■ EXERCISE ■
Reproduce the lines starting at the one containing "# Mark the region of the infield" and ending at the one containing "M183 354L269 283L0", substituting "contour" for "outline" and keeping everything else unchanged.

■ ENTRIES SUPPLIED ■
..............................

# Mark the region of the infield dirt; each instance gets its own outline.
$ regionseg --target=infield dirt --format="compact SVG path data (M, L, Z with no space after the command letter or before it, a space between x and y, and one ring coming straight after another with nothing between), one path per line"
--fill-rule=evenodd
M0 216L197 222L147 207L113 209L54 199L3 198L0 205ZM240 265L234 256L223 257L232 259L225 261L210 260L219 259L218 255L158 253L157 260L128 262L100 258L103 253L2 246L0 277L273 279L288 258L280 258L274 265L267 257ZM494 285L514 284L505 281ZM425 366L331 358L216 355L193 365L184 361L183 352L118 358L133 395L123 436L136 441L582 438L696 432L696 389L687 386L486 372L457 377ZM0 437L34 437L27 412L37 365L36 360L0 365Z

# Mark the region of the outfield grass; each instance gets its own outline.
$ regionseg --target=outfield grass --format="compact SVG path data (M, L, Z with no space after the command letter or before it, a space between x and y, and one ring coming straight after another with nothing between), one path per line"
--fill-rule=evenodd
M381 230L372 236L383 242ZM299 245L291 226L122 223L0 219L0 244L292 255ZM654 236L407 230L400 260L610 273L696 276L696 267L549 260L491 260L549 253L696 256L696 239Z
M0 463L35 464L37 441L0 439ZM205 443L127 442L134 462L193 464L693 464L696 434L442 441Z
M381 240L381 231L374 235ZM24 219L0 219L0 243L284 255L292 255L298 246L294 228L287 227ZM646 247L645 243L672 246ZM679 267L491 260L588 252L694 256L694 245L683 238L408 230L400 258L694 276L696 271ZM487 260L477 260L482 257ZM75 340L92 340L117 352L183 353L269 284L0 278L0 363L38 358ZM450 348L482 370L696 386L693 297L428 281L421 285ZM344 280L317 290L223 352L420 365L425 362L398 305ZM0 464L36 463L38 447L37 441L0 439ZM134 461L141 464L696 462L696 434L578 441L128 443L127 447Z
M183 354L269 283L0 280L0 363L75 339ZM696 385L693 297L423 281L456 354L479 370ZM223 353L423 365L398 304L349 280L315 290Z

..............................

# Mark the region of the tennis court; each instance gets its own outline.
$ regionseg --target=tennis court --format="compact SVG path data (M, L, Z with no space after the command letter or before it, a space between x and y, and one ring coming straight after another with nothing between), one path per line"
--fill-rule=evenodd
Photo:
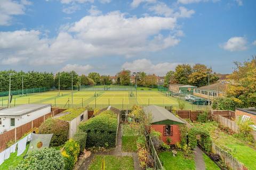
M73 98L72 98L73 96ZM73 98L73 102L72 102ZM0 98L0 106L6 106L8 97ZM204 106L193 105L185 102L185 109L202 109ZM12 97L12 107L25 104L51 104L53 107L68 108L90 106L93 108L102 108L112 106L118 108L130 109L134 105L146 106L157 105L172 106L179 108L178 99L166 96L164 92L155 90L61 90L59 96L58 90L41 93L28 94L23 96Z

..............................

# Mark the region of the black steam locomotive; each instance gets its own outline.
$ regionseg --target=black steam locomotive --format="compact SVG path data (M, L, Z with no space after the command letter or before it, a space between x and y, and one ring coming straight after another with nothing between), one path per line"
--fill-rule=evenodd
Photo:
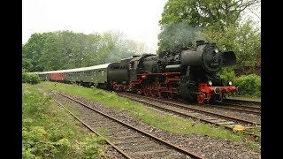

..............................

■ EXPECTED OUTPUT ■
# Mark the region of the infield dirt; each instance gets its own contour.
$ regionseg --target=infield dirt --format="compact SVG path data (M, L, Z with no space after the command letter or before it, a space between x and y, and one ring coming straight after another with nothing between), one path per line"
--fill-rule=evenodd
M0 216L197 222L147 207L113 209L54 199L3 198L0 205ZM240 265L234 256L223 257L232 259L225 261L210 260L219 259L218 255L158 253L157 260L128 262L100 258L103 253L2 246L0 277L273 279L288 258L280 258L274 265L267 257ZM494 285L514 284L505 281ZM425 366L331 358L216 355L193 365L184 361L183 352L118 358L133 395L123 436L136 441L582 438L696 432L696 389L687 386L486 372L457 377ZM0 437L34 437L27 412L37 365L36 360L0 365Z

# Mark the region of the outfield grass; each instance gets its own contour.
$ regionseg --target=outfield grass --format="compact SVG path data (M, L, Z with no space after the command letter or before it, a space between x and y, and one ring coming straight after another with nothing between), one path per line"
--fill-rule=evenodd
M381 230L372 236L383 242ZM299 245L291 226L122 223L0 219L0 244L292 255ZM654 236L407 230L400 260L610 273L696 276L696 267L549 260L491 260L549 253L696 256L696 239Z
M0 463L35 464L37 441L0 439ZM205 443L127 442L134 462L193 464L693 464L696 434L442 441Z
M381 240L381 231L374 235ZM24 219L0 219L0 243L284 255L292 255L298 246L294 228L287 227ZM646 247L645 243L672 246ZM679 267L491 260L588 252L694 256L694 245L683 238L408 230L400 258L694 276L696 271ZM487 260L477 260L482 257ZM75 340L92 340L117 352L183 353L269 284L0 278L0 363L38 358ZM450 348L482 370L696 386L693 297L428 281L421 285ZM344 280L317 290L223 352L420 365L425 362L398 305ZM0 464L36 463L38 447L37 441L0 439ZM134 461L141 464L696 462L696 434L578 441L128 443L127 447Z
M183 354L269 283L0 280L0 363L75 339ZM696 385L693 297L423 281L456 354L479 370ZM223 353L423 365L398 304L349 280L315 290Z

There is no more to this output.